## [PROBLEM 1]
Show each line from the entries that contains the string "soil".

## [PAGE EXCERPT]
******

Monday, March 2, 2009

Worship Beyond Words

First of all, sorry it's taken me so long to get another post up here. No excuses, I'll do better.

and now higher up and further in....

"I can't even put into words the experience of standing on top of a mountain, completely buffeted by the wind and snow, staring out as far as I can see into God's creation."

"God just keeps moving the boundaries of what I think I am able to do!"

"I hiked into our site a couple of days ago with a heavy heart, and have really spent our time up here wrestling, doing a lot of thinking. It was cool to discover as I hiked out that I still had a song in my heart."

These are some of my favorite quotes from our experience two weeks ago in our camping trip in the High Peaks. Here's a brief summary: We loaded all our gear on our backs and hiked in about 3 hours to our base camp, which was actually a really nice, warm cabin. Girls stayed in the cabin (apparently so warm that they didn't even use their brand new North Face sleeping bags). Guys stayed in the lean-tos (a little colder, especially with 10-year old bags). The cabin was great, we had breakfast and lunch in there, as well as a couple of meetings, worship times, that sort of thing. Great place for building community. We spent three nights out there, and the third night we all slept outside. Some slept in the lean-tos, while the rest of us built and slept in Quincy's. To build a quincy: back a bunch of snow down, then begin shovelling snow onto that spot, building a mount, packing it down as you go. Build it up about head high, then shovel out the insides, making a make-shift igloo. The girls' was big enough for about 5, and we fit 10 in the guys. I'm not kidding--it had two rooms, a door in between, two entrances, and even two windows of ice some guys dragged up from the river. Style. Quite the experience!

******

## [SUPPLIED RECORDS]
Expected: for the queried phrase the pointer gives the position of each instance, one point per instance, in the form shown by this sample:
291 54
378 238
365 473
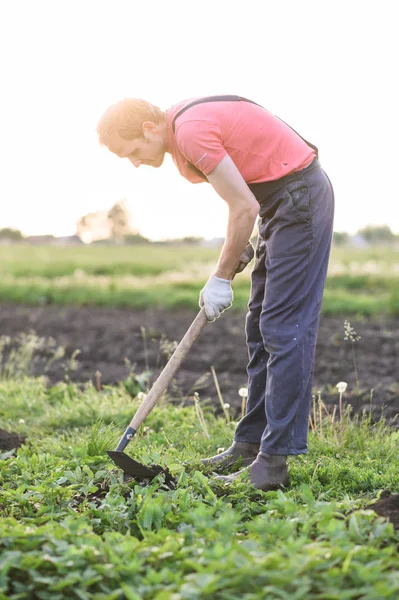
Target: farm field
359 281
84 332
72 527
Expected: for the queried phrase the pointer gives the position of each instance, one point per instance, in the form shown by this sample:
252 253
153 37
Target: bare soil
10 440
107 338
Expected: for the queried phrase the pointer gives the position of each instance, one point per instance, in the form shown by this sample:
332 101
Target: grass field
71 527
359 281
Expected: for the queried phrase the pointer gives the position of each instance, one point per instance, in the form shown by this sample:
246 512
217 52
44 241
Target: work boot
245 451
267 472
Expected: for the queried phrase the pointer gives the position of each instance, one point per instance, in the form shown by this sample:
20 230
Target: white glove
216 296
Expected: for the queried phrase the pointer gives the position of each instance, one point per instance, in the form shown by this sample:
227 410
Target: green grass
359 281
70 527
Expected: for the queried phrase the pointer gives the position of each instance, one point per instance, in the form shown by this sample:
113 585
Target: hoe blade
135 469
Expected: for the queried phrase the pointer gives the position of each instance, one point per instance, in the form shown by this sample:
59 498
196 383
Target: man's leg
297 232
298 240
252 425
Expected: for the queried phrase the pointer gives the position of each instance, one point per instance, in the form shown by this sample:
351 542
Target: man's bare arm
228 182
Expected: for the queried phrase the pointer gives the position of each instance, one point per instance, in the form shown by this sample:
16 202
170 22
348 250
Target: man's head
135 129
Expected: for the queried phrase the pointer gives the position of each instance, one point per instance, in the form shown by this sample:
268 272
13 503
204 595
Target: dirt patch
107 337
9 441
388 506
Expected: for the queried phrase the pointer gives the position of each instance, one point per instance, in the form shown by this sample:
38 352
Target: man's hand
216 296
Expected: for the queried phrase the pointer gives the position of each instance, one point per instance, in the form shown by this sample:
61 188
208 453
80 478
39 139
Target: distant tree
93 226
118 219
11 234
340 238
135 238
375 234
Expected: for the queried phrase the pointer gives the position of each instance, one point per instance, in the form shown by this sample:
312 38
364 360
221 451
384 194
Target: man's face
146 150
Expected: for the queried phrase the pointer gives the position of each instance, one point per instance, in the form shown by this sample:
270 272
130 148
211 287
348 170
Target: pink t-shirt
262 147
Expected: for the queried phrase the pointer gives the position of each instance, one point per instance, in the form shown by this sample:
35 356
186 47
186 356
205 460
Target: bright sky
329 68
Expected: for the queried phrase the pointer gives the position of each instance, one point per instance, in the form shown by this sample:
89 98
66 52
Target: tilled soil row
114 341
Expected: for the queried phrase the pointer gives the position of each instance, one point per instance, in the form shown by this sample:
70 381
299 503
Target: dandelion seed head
341 386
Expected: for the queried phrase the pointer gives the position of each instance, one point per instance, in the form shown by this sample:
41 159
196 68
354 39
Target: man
263 169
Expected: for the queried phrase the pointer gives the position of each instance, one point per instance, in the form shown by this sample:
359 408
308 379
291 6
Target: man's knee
279 337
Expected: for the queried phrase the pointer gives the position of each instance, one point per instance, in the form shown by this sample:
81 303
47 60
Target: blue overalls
293 248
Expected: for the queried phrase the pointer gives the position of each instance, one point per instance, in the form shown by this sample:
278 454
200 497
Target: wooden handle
170 369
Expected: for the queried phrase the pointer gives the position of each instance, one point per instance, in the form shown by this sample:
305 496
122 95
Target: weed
351 335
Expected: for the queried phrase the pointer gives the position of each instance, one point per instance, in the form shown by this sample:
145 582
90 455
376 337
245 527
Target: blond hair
126 118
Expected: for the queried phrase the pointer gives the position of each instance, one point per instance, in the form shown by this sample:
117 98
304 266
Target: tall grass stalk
351 335
223 404
200 415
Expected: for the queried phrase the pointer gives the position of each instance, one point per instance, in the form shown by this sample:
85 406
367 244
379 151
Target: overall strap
209 99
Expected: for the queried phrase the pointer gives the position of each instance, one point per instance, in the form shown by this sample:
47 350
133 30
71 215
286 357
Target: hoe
130 466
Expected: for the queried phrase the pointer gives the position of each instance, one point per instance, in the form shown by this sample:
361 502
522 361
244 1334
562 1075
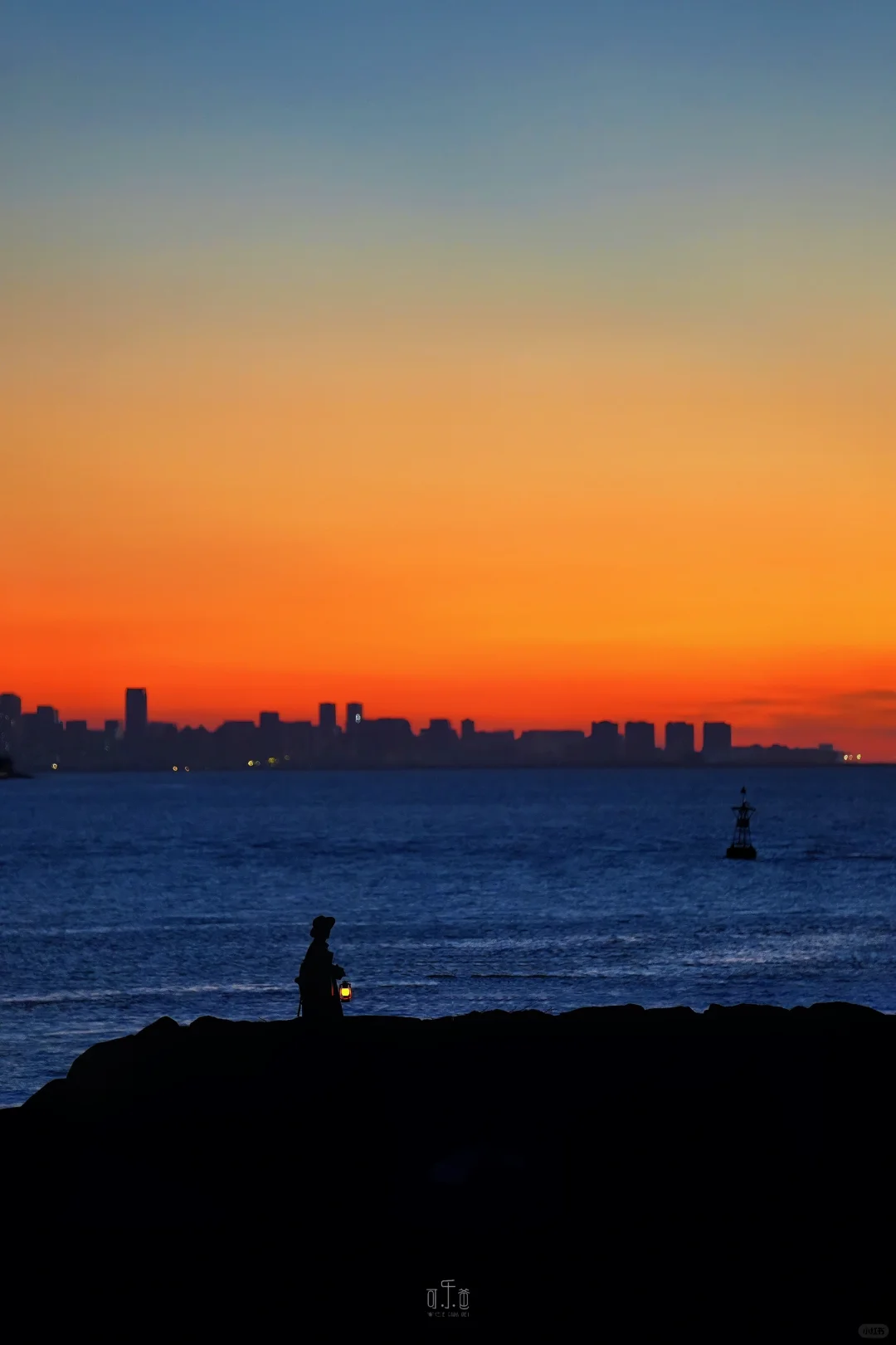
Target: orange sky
529 524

******

## [PROBLEM 2]
Output the full blog post above verbatim, with no alterations.

## [TASK RESPONSE 1]
Target: bare soil
Target: tilled soil row

## [TASK RESPONSE 2]
Monday, March 2, 2009

Worship Beyond Words

First of all, sorry it's taken me so long to get another post up here. No excuses, I'll do better.

and now higher up and further in....

"I can't even put into words the experience of standing on top of a mountain, completely buffeted by the wind and snow, staring out as far as I can see into God's creation."

"God just keeps moving the boundaries of what I think I am able to do!"

"I hiked into our site a couple of days ago with a heavy heart, and have really spent our time up here wrestling, doing a lot of thinking. It was cool to discover as I hiked out that I still had a song in my heart."

These are some of my favorite quotes from our experience two weeks ago in our camping trip in the High Peaks. Here's a brief summary: We loaded all our gear on our backs and hiked in about 3 hours to our base camp, which was actually a really nice, warm cabin. Girls stayed in the cabin (apparently so warm that they didn't even use their brand new North Face sleeping bags). Guys stayed in the lean-tos (a little colder, especially with 10-year old bags). The cabin was great, we had breakfast and lunch in there, as well as a couple of meetings, worship times, that sort of thing. Great place for building community. We spent three nights out there, and the third night we all slept outside. Some slept in the lean-tos, while the rest of us built and slept in Quincy's. To build a quincy: back a bunch of snow down, then begin shovelling snow onto that spot, building a mount, packing it down as you go. Build it up about head high, then shovel out the insides, making a make-shift igloo. The girls' was big enough for about 5, and we fit 10 in the guys. I'm not kidding--it had two rooms, a door in between, two entrances, and even two windows of ice some guys dragged up from the river. Style. Quite the experience!